Answer these questions using the forum post about the Kafka consumer plugin for Kill Bill:
(a) In what format do the services push their messages?
(b) Which call does the post say pushes the usage data directly through the OSGIKillBillAPI interface?
(c) Which piece of subscription information do the other services that push usage data have knowledge of?

Source text »
■ ■ ■ ■
Hello Shaun Forgie and the Kill Bill team,
Thanks for you reference. I already created kafka Consumer Plugin which using java based OSGI module. Currently, we are utilising this plugin for our internal use cases, and we believe it would be valuable to contribute this plugin to the wider community.
Lets come to each queries:
1. I would like to hear more about how your design works for more than one billing tenant, what sorts of validation is going to be applied to usage messages, the message formats and how errors are to be handled.
The solution should also be aware of tenant specific usage billing settings that relate to past billing periods and have rules about accepting forward dated transactions.
Our design follows this structure: Each service, particularly those whose subscriptions and accounts are associated with a specific tenant, pushes messages in JSON format similar to the push usage API. These messages include additional fields such as apiKey. Utilising the API Key, we retrieve the tenant, which require in setting up the PluginCallContext.
With the OSGIKillBillAPI interface, we can directly push this usage data using osgiKillbillAPI.getUsageUserApi().recordRolledUpUsage().
Here's an example JSON payload which look similar to Record usage for a subscription
{
"subscriptionId": "1b652c50-6ced-4335-bd6b-daf70a6c65e0",
"trackingId": "1",
"apiKey": "router",
"unitUsageRecords": [
{
"unitType": "txnCount",
"usageRecords": [
{
"recordDate": "2024-04-20T02:59:33.147",
"amount": 25
}
]
},
{
"unitType": "txnVolume",
"usageRecords": [
{
"recordDate": "2024-04-20T02:59:33.147",
"amount": 4000
}
]
}
]
}
Here's another aspect to consider: Other services responsible for pushing usage data only have knowledge of the external Subscription Key used to create the subscription. These services should not rely on the getSubscriptionByExternalKey API call to retrieve the subscription ID. It's more efficient for each service to manage its subscription information rather than relying on Kill Bill to fetch the subscription ID through an API call as our idea is to not depend on API calls.
■ ■ ■ ■
Recorded information »
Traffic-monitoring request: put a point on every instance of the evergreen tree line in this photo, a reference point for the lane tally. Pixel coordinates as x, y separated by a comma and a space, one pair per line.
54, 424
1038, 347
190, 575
■ ■ ■ ■
Reply to the exercise »
(a) JSON, similar to the push usage API.
(b) osgiKillbillAPI.getUsageUserApi().recordRolledUpUsage()
(c) The external Subscription Key used to create the subscription.